### WHAT TO PRODUCE
In the listing below, locate the line containing "For each instance of the blue" and the line containing "For each instance of the rocky". Output both of them and every line between, exactly as written, and nothing more.

### THE DATA

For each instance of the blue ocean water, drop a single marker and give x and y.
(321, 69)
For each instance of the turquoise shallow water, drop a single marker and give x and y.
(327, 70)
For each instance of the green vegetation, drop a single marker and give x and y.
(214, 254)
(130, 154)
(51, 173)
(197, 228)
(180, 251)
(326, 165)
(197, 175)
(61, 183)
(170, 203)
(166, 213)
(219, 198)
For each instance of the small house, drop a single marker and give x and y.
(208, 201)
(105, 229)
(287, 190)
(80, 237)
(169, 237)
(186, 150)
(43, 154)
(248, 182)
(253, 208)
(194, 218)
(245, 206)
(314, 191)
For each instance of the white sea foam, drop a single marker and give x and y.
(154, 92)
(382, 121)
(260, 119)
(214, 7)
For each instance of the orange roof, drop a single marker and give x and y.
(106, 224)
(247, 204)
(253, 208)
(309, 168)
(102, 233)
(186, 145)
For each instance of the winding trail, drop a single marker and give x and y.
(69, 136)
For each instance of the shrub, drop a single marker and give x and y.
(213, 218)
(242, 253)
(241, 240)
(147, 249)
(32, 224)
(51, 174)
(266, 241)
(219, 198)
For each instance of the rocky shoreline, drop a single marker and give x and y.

...

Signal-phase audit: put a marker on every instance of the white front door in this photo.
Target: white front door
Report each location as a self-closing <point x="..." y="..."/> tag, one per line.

* * *

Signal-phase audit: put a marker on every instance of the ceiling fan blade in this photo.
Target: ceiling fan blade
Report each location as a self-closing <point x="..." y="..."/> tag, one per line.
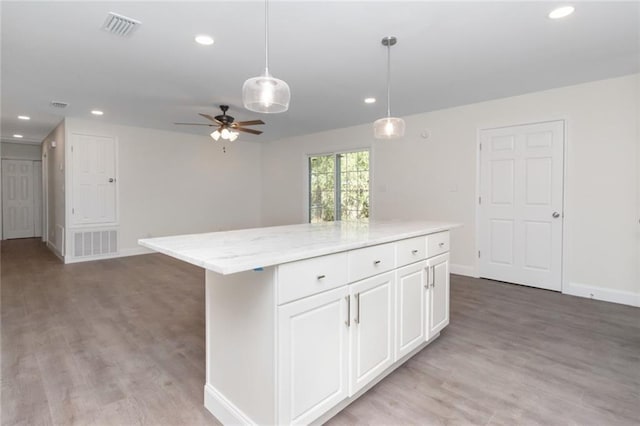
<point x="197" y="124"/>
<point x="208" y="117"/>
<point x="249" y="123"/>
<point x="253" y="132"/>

### WRITTEN ANSWER
For each instance of the blue ocean water, drop a single marker and give x and y.
(321, 69)
For each instance of the turquoise shallow water, drop a single marker and give x and y.
(327, 70)
For each instance of the green vegetation, drop a single marker and give x and y.
(214, 254)
(130, 154)
(51, 173)
(197, 228)
(180, 251)
(326, 165)
(197, 175)
(61, 183)
(170, 203)
(166, 213)
(219, 198)
For each instance of the small house, drop a single marker and give x and y.
(208, 201)
(105, 229)
(287, 190)
(80, 237)
(169, 237)
(186, 150)
(43, 154)
(248, 182)
(253, 208)
(194, 218)
(245, 206)
(314, 191)
For each instance of the white sea foam, drop a single marker and give x and y.
(154, 92)
(382, 121)
(260, 119)
(214, 7)
For each instance of the orange roof, drop a single marker and give x and y.
(106, 224)
(247, 204)
(253, 208)
(309, 168)
(102, 233)
(186, 145)
For each instance of the winding trail, drop a single marker and give x and y.
(69, 136)
For each instance of the shrub, drop a single marker and give x and y.
(213, 218)
(242, 253)
(241, 240)
(147, 249)
(32, 224)
(51, 174)
(266, 241)
(219, 198)
For each instance of the rocky shoreline, drop a single marker and give x and y.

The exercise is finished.